## WHAT THIS TASK INVOLVES
Rewrite the records from their first line through the line holding "top-left (285, 105), bottom-right (770, 509)", inclusive, keeping every line and shifting each coordinate in the answer boxes by -103. Leave the requests and their sample boxes unchanged.

□ □ □ □ □ □ □

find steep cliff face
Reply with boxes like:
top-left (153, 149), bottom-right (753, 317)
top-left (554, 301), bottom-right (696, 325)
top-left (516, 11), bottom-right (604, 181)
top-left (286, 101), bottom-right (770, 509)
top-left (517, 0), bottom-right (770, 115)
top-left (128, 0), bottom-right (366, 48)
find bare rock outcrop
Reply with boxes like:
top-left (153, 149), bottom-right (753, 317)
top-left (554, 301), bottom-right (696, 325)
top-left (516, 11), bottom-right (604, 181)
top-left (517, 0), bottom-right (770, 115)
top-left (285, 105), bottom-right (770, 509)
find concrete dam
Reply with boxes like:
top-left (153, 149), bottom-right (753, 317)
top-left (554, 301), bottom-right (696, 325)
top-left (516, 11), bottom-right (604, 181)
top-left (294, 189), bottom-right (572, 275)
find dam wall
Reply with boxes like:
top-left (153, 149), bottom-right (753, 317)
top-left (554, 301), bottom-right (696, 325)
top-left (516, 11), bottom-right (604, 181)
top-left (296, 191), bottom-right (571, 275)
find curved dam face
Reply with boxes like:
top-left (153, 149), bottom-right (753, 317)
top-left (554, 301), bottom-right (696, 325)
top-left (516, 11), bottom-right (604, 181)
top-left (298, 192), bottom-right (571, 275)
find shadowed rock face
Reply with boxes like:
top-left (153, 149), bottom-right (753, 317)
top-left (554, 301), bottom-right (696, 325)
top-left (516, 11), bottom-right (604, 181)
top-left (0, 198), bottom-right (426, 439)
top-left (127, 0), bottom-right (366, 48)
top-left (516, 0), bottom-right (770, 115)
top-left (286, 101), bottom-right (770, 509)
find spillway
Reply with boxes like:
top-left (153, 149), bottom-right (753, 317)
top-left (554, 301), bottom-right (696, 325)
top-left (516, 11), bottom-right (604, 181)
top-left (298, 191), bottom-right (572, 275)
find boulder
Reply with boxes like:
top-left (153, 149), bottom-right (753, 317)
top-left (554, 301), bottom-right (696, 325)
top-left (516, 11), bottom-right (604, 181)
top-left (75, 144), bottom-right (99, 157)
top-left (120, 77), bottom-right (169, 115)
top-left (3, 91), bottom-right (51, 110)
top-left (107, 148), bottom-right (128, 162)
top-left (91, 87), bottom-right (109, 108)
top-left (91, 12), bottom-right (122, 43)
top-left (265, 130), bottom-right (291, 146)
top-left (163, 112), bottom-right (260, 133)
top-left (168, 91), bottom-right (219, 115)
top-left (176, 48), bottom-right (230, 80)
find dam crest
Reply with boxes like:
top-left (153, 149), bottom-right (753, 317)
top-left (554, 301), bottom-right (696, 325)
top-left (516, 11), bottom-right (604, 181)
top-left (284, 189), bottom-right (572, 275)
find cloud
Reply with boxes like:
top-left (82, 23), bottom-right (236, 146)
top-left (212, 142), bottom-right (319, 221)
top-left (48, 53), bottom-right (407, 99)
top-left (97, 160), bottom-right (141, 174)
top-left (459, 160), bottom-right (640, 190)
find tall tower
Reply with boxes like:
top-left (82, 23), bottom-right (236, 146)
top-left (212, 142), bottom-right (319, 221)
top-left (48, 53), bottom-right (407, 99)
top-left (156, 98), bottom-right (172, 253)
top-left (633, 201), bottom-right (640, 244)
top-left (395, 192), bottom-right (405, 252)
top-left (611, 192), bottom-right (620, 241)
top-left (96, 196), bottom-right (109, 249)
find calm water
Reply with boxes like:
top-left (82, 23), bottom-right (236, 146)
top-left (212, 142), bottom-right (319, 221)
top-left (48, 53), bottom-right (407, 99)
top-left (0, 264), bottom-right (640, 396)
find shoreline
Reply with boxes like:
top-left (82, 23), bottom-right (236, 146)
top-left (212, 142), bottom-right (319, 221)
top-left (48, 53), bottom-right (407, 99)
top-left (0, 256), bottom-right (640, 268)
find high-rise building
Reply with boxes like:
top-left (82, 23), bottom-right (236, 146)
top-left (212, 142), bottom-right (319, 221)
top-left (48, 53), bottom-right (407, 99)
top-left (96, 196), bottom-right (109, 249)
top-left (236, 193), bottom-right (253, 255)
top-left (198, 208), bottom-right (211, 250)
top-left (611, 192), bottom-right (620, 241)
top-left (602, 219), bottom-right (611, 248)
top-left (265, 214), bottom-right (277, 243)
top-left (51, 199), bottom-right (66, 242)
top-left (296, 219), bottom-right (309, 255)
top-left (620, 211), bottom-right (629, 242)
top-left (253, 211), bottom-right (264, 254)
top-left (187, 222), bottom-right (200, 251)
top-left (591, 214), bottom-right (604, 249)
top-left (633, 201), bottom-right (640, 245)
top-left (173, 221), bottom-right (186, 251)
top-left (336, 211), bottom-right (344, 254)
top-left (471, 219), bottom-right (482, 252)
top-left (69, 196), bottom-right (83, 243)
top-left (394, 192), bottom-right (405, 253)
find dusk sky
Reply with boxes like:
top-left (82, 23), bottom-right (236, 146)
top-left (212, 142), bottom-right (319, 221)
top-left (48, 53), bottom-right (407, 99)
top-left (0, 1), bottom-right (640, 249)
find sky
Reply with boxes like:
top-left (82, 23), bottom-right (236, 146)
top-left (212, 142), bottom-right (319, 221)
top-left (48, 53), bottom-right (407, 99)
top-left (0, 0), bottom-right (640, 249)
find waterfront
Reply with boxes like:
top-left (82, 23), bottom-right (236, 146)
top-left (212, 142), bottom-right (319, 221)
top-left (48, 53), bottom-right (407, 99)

□ □ □ □ □ □ □

## FINAL RESULT
find steep cliff face
Reply with boxes like:
top-left (153, 149), bottom-right (753, 317)
top-left (554, 301), bottom-right (696, 325)
top-left (516, 11), bottom-right (604, 181)
top-left (183, -2), bottom-right (667, 406)
top-left (414, -103), bottom-right (667, 12)
top-left (25, -103), bottom-right (263, -55)
find bare rock outcrop
Reply with boxes like:
top-left (153, 149), bottom-right (753, 317)
top-left (554, 301), bottom-right (696, 325)
top-left (516, 11), bottom-right (604, 181)
top-left (414, -103), bottom-right (667, 12)
top-left (182, 2), bottom-right (667, 406)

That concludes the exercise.